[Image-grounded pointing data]
◆ ◆ ◆ ◆ ◆

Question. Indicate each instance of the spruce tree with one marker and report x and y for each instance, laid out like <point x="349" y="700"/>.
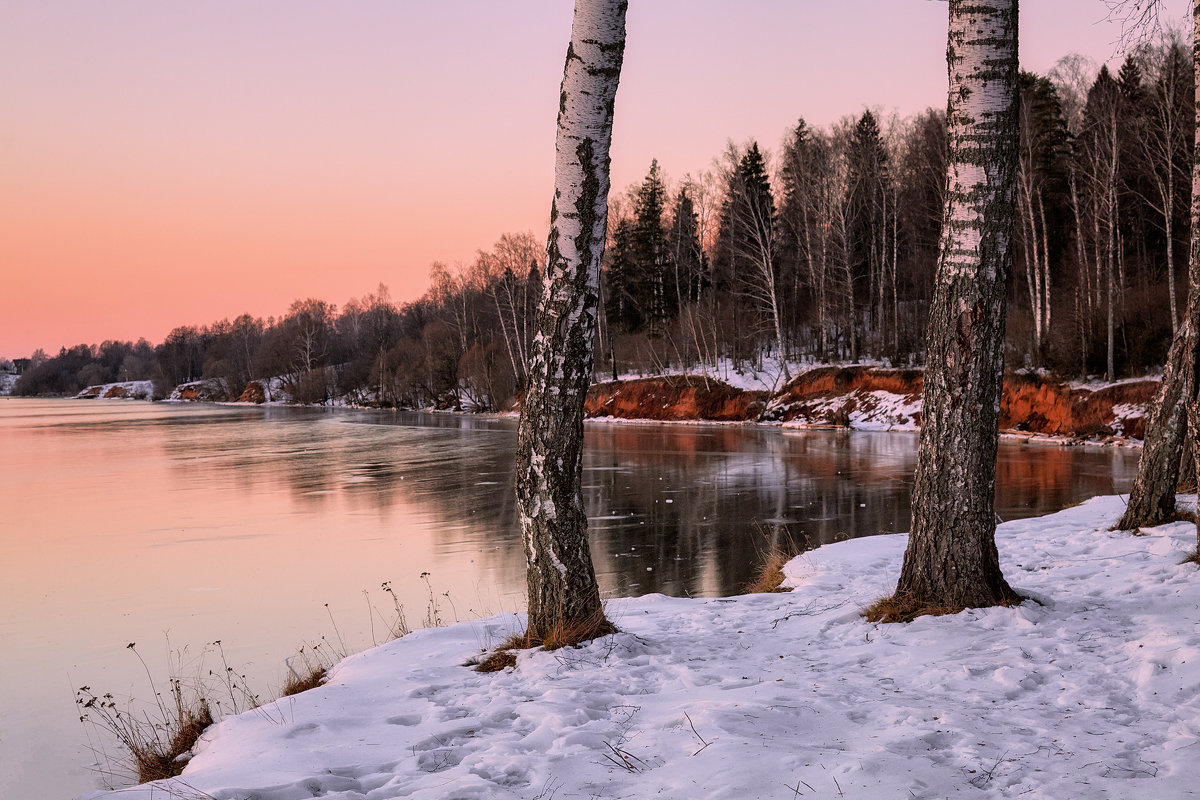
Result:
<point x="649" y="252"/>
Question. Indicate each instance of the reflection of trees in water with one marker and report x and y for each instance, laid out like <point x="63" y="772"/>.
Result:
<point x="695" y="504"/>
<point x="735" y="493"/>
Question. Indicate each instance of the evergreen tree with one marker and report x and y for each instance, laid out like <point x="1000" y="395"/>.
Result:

◆ ◆ ◆ ◆ ◆

EXERCISE GOAL
Search the entries for the word "Indicate" and pick out every line that holds it.

ANSWER AREA
Question. Indicate each instance of the spruce tree with one marker and report x and y for each instance, laid out like <point x="349" y="700"/>.
Question. Indicate each instance of the reflection of trees in water with one marker and report x and y for each instance, laid out like <point x="63" y="772"/>.
Question. Indicate each instance of the evergreen tree with one marker and report x and y for each instance, laid out like <point x="1000" y="395"/>.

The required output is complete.